| Stated goal 1 |
Reproduce the stretch of the pancit palabok recipe from "Preparation" through "Remove from heat.".
| Stated goal 2 |
In the pancit palabok recipe, how long do the noodles soak in warm water?

Pancit Palabok: Filipino Rice Noodles and Vegetables [Vegan]

This Recipe is :

Vegan

Ingredients

For the Noodles:

  • 1 16-ounce package of rice sticks noodles

 For the Broth:

  • 6 cups water
  • 3/4 cup potato flour (not potato starch)
  • 1/2 cup nutritional yeast
  • 1/3-ounce packet annatto powder, whisked and dissolved in 1/4 cup water
  • 1 1/2-2 teaspoons sea salt
  • 2 teaspoon Indian black salt/kala namak
  • 1/2 teaspoon garlic powder
  • 1/2 teaspoon onion powder
  • A pinch of black pepper

For the Main Ingredients:

  • 3 tablespoons canola oil
  • 4 garlic cloves, peeled, crushed, and minced
  • 1 yellow onion, peeled and diced
  • 3/4 cup carrots, cut into matchsticks
  • 3/4 cup green beans, thinly sliced
  • 1 1/2 cup fried tofu cubes
  • Salt and pepper, to taste

For the Toppings (optional):

  • 1 tablespoon green onions, sliced
  • 1 tablespoon roasted garlic
  • 3-5 small citrus fruits, cut in half
  • 2-3 tablespoons vegan chicharon

Preparation

To Prepare:

  1. Submerge the noodles in a shallow dish of warm water for 20-30 minutes.
  2. Meanwhile, pour all ingredients for broth in a medium-sized pot. Mix well and cook over medium heat, stirring occasionally, until the broth begins to boil. Remove from heat.

Entries excerpted from a collection:
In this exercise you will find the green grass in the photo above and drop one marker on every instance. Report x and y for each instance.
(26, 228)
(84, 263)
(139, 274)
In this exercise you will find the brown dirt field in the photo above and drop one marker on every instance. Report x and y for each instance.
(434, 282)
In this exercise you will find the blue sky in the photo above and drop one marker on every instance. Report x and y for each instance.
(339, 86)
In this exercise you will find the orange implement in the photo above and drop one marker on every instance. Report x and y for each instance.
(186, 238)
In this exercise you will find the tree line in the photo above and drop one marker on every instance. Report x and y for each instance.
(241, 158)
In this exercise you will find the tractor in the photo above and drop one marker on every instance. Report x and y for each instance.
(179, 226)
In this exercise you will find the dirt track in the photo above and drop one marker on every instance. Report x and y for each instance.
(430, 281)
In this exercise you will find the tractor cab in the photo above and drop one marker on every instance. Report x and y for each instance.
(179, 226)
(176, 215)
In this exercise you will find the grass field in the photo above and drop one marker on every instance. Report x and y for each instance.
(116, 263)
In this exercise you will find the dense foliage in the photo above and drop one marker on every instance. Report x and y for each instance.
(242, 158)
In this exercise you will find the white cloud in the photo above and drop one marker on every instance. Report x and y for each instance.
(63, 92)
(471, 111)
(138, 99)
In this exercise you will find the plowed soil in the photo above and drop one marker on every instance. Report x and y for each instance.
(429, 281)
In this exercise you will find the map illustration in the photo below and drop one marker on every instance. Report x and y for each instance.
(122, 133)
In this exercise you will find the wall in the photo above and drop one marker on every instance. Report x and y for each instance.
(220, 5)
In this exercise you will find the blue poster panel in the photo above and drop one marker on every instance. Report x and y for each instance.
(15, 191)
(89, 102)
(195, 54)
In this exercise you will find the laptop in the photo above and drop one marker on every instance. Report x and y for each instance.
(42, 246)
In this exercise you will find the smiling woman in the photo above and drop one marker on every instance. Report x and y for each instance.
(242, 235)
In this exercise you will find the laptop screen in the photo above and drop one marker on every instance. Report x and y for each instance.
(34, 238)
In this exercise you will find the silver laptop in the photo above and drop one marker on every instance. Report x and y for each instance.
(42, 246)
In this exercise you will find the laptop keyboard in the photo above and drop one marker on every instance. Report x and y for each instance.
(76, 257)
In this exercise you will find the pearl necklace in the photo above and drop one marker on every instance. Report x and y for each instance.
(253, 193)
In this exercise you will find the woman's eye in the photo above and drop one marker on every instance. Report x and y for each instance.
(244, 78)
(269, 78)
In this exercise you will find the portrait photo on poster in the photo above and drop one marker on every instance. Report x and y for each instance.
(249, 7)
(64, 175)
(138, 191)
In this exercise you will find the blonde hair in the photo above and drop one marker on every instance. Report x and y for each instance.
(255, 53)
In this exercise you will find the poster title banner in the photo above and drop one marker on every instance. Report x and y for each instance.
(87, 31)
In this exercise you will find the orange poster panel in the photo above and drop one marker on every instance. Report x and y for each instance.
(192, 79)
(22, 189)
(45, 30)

| Expected output 1 |
Preparation

To Prepare:

  1. Submerge the noodles in a shallow dish of warm water for 20-30 minutes.
  2. Meanwhile, pour all ingredients for broth in a medium-sized pot. Mix well and cook over medium heat, stirring occasionally, until the broth begins to boil. Remove from heat.

| Expected output 2 |
20-30 minutes.